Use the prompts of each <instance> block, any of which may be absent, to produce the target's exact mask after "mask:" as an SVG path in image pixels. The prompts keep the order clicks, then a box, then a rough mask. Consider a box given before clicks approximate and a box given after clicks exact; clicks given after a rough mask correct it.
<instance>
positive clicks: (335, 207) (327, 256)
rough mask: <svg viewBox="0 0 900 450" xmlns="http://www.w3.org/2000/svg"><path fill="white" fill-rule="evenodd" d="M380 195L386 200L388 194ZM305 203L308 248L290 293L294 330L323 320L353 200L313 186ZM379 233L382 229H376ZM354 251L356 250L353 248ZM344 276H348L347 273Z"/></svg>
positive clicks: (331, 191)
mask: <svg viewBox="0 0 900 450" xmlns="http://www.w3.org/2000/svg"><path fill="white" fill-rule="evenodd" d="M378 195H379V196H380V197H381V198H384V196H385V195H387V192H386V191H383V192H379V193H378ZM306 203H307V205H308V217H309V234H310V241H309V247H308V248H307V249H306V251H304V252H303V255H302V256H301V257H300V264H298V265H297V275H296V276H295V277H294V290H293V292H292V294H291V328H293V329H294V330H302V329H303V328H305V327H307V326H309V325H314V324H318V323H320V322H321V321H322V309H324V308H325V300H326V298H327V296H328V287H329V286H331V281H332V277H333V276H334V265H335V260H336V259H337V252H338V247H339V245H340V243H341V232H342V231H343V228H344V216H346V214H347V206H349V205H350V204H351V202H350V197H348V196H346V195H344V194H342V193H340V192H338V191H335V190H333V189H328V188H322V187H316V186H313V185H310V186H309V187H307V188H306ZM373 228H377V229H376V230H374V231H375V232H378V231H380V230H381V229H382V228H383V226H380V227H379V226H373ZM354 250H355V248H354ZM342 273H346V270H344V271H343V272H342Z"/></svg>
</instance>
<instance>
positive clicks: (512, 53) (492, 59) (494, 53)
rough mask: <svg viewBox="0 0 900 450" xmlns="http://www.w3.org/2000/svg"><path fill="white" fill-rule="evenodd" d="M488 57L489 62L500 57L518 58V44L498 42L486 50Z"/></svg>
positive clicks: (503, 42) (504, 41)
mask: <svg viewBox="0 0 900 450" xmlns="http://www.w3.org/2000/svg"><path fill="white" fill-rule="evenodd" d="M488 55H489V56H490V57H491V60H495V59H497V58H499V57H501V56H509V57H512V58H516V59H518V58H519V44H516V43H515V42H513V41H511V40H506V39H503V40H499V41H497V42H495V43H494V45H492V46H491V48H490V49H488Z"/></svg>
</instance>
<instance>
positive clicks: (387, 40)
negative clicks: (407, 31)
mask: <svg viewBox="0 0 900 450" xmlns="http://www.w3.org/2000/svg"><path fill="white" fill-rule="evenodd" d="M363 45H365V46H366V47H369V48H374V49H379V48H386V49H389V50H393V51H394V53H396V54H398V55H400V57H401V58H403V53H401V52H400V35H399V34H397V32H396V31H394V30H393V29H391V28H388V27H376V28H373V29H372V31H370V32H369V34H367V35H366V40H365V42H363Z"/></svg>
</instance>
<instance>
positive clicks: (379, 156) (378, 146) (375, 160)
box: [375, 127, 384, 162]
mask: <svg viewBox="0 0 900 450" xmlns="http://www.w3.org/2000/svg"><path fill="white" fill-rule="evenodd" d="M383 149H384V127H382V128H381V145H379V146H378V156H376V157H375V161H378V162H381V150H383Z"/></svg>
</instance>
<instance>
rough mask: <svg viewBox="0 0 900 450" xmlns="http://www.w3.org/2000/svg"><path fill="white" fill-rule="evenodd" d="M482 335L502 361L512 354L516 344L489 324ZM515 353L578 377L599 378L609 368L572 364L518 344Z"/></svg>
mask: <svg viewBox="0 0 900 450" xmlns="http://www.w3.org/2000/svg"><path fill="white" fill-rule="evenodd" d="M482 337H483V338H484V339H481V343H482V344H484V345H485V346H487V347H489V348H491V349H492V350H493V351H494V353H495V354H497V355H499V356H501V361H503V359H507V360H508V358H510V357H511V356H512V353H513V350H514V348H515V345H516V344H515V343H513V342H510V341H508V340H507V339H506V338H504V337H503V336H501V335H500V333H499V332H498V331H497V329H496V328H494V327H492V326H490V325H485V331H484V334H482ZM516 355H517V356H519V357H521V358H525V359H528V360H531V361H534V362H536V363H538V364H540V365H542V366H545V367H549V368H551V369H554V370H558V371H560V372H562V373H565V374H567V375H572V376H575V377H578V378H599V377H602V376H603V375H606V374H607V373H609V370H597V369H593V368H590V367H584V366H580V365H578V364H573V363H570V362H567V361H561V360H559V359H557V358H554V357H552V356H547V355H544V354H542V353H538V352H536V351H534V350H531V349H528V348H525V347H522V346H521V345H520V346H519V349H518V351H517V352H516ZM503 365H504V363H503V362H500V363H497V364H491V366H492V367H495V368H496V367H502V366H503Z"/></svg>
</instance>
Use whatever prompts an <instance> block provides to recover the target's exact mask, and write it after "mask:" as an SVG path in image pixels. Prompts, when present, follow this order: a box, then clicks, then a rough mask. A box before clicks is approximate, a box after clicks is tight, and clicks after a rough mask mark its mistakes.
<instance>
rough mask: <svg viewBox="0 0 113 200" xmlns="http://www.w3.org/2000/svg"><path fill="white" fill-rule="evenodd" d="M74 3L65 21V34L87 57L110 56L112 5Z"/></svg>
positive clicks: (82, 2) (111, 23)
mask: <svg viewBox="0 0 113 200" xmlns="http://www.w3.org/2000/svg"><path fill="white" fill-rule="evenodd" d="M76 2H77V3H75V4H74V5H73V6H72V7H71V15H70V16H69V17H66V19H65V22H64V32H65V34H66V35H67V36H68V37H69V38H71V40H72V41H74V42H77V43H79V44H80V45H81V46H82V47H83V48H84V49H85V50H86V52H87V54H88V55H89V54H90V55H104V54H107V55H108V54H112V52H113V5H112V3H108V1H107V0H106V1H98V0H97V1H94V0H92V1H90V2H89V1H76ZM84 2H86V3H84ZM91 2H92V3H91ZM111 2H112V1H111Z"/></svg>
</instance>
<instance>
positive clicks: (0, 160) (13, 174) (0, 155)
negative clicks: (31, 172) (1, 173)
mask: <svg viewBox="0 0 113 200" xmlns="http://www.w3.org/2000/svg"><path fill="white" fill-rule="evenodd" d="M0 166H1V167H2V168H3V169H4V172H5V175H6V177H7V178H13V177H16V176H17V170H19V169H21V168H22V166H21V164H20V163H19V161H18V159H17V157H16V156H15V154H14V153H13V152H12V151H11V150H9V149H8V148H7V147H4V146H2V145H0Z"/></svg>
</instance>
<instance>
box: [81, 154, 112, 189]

## Your objective
Starting at the top of the data above, repeat every line exactly until the line containing "195L386 200L388 194ZM305" has been given, then stop.

## Worked solution
Use the prompts of each <instance> block, any of which may be absent, to produce the target's exact mask after "mask:" as an SVG path in image pixels. The prompts keep the order clicks, then a box, then a rough mask. Consider a box given before clicks approximate and a box given after clicks exact; clicks given after a rough mask correct it.
<instance>
positive clicks: (335, 207) (327, 256)
rough mask: <svg viewBox="0 0 900 450" xmlns="http://www.w3.org/2000/svg"><path fill="white" fill-rule="evenodd" d="M380 195L386 200L388 194ZM305 203L308 248L290 293L294 330L323 320L353 200L313 186ZM379 233L382 229H376ZM354 251L356 250L353 248ZM344 276H348L347 273Z"/></svg>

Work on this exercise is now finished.